Julia Bastos Simões, atleta de 12 anos da equipe sub-13 da ADEF,  tem uma paixão pelo futebol. “Meu pai me incentivou a jogar”. Ela começou a jogar em 2022, na escolinha do América Mineiro, onde foi se aproximando cada vez mais do esporte. Segundo seu pai, Ricardo, eles sempre assistiam a jogos dos times na TV de casa. Julia torce para o América e, seu pai, para o Náutico. Uma vez, eles foram prestigiar uma partida no estádio, o que foi um marco para sua paixão.

A prata olímpica conquistada pela seleção feminina de futebol nos Jogos Olímpicos de Paris 2024 é um símbolo de que a paixão pelo esporte tem crescido entre o público feminino nos últimos anos. Embora ainda sejam uma minoria, é cada vez mais comum ver meninas dentro dos campos e quadras, buscando inspiração em jogadoras, como Marta, Formiga e Gabi Portilho, que fizeram história com a camisa canarinho.

Atleta Julia Bastos treinando – Foto: Lucas Rodrigues / @lucasrfotografia

Entretanto, para Julia, o preconceito é uma realidade que a acompanha desde o início da paixão pelo futebol, quando jogava bola com os colegas de escola. “Os meninos sempre falavam ‘nossa, ela joga bola!’, como se fosse algo inovador”. Contudo, o tempo superou algumas dessas barreiras e Julia também recebeu reconhecimento. “Houve lugares em que fui acolhida. Na quadra, os garotos foram me conhecendo e percebendo que uma garota pode jogar bola bem”.

Ricardo abriu mão de seu emprego para focar totalmente no sonho da filha. “Vê-la evoluir no esporte e ajudar para que o sonho dela se torne realidade é algo fora de série.” O pai ressalta a importância do incentivo dentro de casa: “Quanto mais a gente estiver próximo, dando esse apoio, melhor ela vai conseguir trilhar o caminho que deseja.”

No Brasil, a prática do futsal feminino foi oficializada pelo Conselho Nacional de Desportos (CND) em 8 de janeiro de 1983. Já o primeiro campeonato organizado pela Confederação Brasileira de Futsal (CBFS) foi realizado em Mairinque (SP), em janeiro de 1992. A Taça Brasil de Clubes, como foi chamado, teve a participação de 10 equipes indicadas por suas federações.

[Entradas de um conjunto de dados]
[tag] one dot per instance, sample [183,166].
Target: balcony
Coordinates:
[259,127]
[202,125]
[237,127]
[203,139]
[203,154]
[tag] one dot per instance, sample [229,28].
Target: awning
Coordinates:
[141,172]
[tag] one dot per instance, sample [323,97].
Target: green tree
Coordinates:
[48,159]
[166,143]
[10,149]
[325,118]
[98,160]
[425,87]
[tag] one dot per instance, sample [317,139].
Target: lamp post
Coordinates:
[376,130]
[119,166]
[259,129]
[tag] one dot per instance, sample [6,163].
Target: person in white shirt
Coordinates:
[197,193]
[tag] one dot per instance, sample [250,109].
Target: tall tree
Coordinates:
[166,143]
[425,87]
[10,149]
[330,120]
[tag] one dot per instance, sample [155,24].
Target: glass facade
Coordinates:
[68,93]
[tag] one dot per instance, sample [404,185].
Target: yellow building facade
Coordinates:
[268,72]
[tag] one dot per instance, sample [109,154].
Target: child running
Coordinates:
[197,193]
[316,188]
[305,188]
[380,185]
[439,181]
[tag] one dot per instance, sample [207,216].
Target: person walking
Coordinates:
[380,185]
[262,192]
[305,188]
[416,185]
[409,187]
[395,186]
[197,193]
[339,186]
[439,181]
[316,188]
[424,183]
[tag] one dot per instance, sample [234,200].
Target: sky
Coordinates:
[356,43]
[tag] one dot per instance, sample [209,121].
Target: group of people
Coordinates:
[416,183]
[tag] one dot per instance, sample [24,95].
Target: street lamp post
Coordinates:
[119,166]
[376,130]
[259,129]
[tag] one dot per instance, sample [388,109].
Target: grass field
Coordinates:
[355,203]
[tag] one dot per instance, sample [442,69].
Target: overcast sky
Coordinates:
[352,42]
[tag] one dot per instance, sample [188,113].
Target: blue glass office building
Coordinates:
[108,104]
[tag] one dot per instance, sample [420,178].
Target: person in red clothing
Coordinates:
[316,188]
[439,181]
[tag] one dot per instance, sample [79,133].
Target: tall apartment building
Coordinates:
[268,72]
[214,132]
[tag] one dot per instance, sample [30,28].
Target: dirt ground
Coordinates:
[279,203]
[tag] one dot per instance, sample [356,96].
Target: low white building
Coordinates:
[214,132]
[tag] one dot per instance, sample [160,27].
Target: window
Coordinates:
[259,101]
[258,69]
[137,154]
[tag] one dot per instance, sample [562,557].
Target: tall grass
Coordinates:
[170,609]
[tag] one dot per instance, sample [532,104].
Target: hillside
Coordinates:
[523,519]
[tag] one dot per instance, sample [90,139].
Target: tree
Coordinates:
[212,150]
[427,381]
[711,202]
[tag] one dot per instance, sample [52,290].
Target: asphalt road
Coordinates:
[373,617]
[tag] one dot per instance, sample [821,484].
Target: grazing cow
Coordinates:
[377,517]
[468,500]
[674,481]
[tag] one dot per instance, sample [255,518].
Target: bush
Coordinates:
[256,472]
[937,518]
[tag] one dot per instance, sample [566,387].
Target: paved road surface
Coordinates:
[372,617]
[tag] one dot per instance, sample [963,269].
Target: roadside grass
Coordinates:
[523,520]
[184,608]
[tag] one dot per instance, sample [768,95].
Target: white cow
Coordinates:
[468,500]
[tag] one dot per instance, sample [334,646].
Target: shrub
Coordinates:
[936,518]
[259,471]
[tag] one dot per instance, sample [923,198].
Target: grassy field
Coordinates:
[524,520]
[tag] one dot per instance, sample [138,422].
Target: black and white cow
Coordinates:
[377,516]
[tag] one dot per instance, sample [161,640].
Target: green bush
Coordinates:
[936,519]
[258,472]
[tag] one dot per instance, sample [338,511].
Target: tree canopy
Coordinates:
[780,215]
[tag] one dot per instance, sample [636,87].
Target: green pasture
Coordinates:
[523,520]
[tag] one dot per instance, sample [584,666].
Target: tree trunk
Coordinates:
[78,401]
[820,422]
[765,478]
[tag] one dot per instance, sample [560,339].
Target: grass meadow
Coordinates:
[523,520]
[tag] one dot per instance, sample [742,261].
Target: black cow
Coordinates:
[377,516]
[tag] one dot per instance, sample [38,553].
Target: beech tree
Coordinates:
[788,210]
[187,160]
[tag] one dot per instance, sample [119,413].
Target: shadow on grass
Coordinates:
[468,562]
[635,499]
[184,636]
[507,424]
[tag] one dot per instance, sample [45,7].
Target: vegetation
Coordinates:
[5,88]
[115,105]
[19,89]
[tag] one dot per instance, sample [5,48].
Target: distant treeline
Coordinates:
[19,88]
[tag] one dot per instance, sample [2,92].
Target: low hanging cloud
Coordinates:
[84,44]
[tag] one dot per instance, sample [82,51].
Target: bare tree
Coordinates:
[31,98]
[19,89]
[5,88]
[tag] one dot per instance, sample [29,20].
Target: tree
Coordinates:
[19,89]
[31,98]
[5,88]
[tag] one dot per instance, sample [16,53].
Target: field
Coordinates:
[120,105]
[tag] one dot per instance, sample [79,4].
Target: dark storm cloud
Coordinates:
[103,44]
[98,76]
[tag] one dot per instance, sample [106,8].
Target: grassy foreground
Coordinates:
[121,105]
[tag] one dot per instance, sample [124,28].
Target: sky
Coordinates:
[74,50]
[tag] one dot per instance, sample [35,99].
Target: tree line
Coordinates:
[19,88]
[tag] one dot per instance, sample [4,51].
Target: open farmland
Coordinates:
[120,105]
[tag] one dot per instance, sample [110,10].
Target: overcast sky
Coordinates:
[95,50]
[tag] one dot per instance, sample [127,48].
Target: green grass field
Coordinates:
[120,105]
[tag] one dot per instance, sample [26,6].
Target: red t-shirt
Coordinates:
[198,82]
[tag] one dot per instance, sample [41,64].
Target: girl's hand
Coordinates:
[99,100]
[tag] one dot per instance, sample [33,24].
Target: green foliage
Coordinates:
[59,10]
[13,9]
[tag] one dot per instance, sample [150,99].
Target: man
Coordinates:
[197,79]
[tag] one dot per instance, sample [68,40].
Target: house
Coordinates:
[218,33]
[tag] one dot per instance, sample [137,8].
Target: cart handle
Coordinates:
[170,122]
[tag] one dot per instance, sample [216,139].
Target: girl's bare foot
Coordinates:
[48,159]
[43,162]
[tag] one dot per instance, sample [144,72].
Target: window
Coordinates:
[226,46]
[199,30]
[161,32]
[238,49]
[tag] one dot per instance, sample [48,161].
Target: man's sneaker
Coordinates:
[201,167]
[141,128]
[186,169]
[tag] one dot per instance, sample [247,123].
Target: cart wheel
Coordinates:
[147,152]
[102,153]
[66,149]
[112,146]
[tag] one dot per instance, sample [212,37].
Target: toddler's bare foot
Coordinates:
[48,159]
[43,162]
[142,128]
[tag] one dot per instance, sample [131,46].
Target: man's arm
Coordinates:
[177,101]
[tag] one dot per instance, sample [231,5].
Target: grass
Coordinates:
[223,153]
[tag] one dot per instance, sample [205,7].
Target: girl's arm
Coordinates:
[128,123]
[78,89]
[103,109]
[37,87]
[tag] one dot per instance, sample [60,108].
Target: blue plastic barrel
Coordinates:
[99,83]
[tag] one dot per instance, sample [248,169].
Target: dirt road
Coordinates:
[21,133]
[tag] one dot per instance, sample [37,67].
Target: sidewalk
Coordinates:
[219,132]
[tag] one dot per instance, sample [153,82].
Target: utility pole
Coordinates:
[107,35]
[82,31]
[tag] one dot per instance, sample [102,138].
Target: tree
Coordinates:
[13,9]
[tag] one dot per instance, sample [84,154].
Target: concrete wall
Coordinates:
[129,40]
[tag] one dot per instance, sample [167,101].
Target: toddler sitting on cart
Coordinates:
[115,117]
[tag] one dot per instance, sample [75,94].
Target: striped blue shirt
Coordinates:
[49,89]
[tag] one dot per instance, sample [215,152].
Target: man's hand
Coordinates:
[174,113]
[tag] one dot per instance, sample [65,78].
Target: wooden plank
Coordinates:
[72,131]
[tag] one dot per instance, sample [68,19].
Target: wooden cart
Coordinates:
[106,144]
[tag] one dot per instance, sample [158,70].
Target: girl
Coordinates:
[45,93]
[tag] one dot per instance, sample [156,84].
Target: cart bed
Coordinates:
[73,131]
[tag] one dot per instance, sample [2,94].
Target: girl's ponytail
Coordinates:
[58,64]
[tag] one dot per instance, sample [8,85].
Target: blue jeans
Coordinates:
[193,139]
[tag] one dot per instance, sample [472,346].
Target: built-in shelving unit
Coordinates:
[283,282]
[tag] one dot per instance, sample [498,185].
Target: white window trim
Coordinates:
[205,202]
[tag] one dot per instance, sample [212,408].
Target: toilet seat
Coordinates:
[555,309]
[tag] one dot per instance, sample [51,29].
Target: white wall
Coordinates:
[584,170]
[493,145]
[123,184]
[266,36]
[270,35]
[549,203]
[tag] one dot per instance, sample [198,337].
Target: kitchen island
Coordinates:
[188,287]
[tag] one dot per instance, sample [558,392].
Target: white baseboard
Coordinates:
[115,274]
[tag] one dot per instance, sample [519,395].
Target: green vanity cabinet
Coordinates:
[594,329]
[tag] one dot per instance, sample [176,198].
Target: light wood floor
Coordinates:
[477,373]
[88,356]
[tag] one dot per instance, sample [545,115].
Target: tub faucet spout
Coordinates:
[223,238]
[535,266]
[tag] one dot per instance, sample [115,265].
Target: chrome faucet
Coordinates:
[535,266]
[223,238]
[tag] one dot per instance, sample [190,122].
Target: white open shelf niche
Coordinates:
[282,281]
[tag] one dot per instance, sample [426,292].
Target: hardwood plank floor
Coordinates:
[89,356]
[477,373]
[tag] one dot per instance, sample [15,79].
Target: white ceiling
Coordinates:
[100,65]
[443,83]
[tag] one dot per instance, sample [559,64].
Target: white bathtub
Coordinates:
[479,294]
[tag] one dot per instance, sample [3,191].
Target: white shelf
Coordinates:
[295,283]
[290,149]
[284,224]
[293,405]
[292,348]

* _Tarefa escrita_
Por favor, resuma o texto de origem em duas frases. As entradas são um material independente do texto de origem.

* _Solução da tarefa_
Julia Bastos Simões, atleta de 12 anos da equipe sub-13 da ADEF, começou a jogar futebol em 2022 com o incentivo do pai, Ricardo, que abriu mão do emprego para se dedicar ao sonho da filha. Ela enfrenta preconceito desde que jogava bola com os colegas de escola, mas também foi acolhida em alguns lugares, num momento em que é cada vez mais comum ver meninas nos campos e quadras.